QUESTIONS ON THE MATERIAL
1. According to the article on Macron and French inequality, what is France's post-tax Gini index?
2. List every policy that the article on Macron and French inequality says he announced on Monday.
3. Write the next part of the article on Macron and French inequality, starting after its final sentence.

TEXT BLOCK
━━━━━━━━━━

President of the rich? Whatever gave people that idea?

Yet appearances can deceive. Despite the Marie Antoinette-style furnishings of the Elysee and the complaints of the gilets jaunes protestors, the statistics suggest the French Fifth Republic is actually a more egalitarian nation than its major peer economies.

According to the World Inequality Database, the share of total pre-tax income flowing to the pockets of the top 1 per cent of people in France is around 11 per cent. That compares with 13 per cent in Germany, 14 per cent here in the UK and 20 per cent in the US.

Post-tax income inequality, as measured by the Gini index, is also lower in France (29 per cent) than the UK (35 per cent) and the US (39 per cent) and roughly the same as in Germany.

The wealth share of the top 1 per cent in France is also well below that of the US. Comparisons with the UK and Germany when it comes to the distribution of wealth are more difficult due to a lack of comparable data but they are likely to be broadly similar.

What about economic performance? The French unemployment rate (9 per cent) is higher than the US (4 per cent), the UK (4 per cent) and Germany (3.3 per cent). Yet average real wages seem to have grown much more in France than in the UK and the US since the financial crisis a decade ago. Here in Britain they are still lower than they were in 2008.

The policies Macron announced on Monday – an increase in the minimum wage, a reduction in the overtime tax, an encouragement for employers to pay workers a Christmas bonus, scrapping an increase in the tax on pensioners – were mainly about putting money in ordinary people’s pockets.

According to France’s public accounts minister, this package will cost around €10bn (£9bn), or around half of one per cent of GDP. That’s not negligible, especially considering the government was hoping to see its budget deficit decline from 2.8 per cent of GDP next year to 2.2 per cent in 2020 and the eurozone’s rules define a 3 per cent deficit ceiling.

While Macron’s package has been interpreted in some quarters as a “turn to the left”, his refusal to reinstate the wealth tax on those with total assets of more than €1.3m, which he scrapped last year, shows there are limits to how far he is prepared to redistribute. He may, ultimately, need to capitulate on that too, just as he has on the new diesel tax, which sparked the recent protests.

The president suggested the unrest has stemmed from “40 years of malaise”. That could be interpreted as an attempt to spread the blame after 19 months in office characterised by unforced errors, but there is something in this diagnosis.

━━━━━━━━━━

EXTRACTED DATA
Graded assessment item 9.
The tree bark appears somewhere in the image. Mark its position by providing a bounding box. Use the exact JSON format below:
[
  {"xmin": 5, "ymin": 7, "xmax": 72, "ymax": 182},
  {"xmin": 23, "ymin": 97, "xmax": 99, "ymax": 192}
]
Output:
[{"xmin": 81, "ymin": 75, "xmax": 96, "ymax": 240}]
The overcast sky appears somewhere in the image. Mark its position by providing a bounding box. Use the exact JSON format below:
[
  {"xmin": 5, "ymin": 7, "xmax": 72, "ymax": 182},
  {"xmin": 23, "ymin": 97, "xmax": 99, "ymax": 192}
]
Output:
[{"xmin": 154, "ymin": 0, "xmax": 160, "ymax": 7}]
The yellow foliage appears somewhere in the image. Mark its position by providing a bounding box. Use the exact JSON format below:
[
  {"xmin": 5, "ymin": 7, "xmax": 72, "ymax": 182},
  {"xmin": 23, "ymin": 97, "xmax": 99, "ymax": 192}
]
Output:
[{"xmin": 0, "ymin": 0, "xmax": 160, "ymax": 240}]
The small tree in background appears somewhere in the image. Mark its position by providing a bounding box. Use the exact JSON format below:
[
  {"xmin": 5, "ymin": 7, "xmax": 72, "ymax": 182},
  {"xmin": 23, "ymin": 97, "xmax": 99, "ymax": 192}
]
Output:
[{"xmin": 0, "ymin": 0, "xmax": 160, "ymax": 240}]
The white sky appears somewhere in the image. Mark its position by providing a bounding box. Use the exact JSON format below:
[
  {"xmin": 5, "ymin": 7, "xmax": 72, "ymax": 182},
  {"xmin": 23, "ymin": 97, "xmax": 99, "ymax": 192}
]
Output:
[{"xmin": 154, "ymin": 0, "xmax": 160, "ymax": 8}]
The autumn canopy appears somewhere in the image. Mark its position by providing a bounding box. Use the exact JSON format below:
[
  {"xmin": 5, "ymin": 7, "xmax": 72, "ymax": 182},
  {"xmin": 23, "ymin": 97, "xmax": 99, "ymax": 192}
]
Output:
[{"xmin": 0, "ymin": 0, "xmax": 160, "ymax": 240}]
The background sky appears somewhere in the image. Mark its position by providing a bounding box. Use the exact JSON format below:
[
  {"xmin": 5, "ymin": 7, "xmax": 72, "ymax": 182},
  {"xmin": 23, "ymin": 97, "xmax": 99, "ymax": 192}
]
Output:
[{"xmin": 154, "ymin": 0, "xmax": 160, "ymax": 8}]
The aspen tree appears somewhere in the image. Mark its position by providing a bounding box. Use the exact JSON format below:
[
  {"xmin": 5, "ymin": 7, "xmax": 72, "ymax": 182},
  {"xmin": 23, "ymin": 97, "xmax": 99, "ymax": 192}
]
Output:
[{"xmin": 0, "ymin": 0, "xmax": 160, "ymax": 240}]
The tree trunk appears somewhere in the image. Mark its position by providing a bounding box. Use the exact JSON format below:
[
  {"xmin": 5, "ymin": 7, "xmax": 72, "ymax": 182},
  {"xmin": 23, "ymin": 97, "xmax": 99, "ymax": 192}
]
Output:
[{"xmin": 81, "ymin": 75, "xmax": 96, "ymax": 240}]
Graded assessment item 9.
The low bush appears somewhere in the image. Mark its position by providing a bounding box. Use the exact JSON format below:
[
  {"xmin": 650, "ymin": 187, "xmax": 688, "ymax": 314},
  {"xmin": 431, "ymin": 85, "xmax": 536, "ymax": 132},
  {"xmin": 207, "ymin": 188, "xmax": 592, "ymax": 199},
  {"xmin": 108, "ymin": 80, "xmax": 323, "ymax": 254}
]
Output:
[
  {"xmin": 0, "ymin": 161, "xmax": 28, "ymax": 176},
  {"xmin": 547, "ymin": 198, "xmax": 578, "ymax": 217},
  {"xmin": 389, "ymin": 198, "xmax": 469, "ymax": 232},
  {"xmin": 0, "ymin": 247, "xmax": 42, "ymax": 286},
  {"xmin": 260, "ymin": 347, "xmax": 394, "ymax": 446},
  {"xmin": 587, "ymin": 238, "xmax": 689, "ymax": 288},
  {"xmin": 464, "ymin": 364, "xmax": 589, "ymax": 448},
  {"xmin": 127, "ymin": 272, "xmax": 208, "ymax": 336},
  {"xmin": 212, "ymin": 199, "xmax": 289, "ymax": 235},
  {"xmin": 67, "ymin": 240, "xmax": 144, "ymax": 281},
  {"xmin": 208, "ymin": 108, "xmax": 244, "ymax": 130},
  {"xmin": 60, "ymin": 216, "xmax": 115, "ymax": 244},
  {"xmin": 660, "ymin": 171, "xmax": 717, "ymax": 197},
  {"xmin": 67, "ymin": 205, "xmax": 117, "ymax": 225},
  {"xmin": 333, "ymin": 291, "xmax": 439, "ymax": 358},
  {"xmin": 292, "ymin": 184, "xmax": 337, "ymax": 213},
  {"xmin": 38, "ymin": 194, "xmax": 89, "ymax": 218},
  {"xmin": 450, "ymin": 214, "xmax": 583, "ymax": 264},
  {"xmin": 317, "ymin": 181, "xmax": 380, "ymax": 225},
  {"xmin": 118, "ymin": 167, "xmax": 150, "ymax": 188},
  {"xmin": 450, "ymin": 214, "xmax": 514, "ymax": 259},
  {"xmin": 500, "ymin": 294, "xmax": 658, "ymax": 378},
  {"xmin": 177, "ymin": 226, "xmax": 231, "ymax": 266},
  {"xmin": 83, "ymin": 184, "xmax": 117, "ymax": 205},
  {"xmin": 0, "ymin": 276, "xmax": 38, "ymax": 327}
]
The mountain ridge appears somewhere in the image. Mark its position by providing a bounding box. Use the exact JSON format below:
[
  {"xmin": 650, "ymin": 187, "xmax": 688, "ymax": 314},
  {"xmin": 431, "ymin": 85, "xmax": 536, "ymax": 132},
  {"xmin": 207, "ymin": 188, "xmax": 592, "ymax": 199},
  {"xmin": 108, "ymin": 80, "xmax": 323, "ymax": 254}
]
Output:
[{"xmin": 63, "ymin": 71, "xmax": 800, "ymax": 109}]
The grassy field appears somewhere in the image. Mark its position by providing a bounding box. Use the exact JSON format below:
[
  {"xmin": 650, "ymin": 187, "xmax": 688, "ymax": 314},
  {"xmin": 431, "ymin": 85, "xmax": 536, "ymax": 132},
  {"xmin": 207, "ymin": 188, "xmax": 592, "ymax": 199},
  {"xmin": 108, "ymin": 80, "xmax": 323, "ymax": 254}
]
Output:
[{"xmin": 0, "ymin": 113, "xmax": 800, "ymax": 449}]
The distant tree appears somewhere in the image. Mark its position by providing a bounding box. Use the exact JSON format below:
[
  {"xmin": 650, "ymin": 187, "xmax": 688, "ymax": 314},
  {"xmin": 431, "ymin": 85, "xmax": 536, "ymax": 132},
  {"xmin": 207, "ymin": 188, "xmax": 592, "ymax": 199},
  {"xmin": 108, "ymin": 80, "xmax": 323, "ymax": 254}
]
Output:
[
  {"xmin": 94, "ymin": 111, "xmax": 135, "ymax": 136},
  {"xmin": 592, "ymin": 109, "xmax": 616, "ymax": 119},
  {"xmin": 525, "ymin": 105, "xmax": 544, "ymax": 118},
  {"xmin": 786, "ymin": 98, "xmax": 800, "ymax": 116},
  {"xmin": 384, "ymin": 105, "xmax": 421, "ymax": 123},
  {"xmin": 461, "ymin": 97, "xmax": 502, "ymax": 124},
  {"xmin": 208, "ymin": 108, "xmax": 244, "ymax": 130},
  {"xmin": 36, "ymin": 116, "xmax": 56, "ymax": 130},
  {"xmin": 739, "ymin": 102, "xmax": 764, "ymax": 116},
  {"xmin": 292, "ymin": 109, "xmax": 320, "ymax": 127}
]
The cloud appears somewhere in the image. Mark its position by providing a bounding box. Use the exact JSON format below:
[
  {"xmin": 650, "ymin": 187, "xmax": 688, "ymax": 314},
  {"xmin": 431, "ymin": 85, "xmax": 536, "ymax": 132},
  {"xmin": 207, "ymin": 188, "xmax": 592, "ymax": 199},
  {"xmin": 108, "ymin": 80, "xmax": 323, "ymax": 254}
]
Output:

━━━━━━━━━━

SET OF ANSWERS
1. 29 percent.

2.
- An increase in the minimum wage
- A reduction in the overtime tax
- An encouragement for employers to pay workers a Christmas bonus
- Scrapping an increase in the tax on pensioners

3.
While there are those like Marine Le Pen who ascribe the sense of dissatisfaction in France primarily to immigration, a glance at the demands of the (admittedly diverse) gilets jaunes suggests a dominant economic element.

In the wake of the destruction left by the Second World War, France basked in the “trente glorieuses” – thirty years of rapid economic growth and rising living standards for most.

Since the 1980s the rate of both overall GDP per capita growth and productivity growth in France has slowed. It seems to have shifted down again in the wake of the financial crisis a decade ago.

What’s ominous for Macron is that this seems to be part of a global trend of slowing economic growth, suggesting it will not easily be turned around by policies in one country.

Defeatism is usually poor counsel and so it remains today. There surely remains potential not just for France, but for all nations, to increase national productivity growth through investments in infrastructure, research and skills. Living standards can be improved not just through redistribution but through a new generation of low-carbon technologies, through institutions that foster a greater sense of economic security, and through governance innovations that enable people and communities to take more control of their lives.

Yet the transition out of malaise is unlikely to be smooth. And if the economic pie is not growing as fast as it was, arguments and tensions about its division are likely to become more intense. Perhaps in this respect, as it was in 1789, France is in the revolutionary vanguard of nations once again.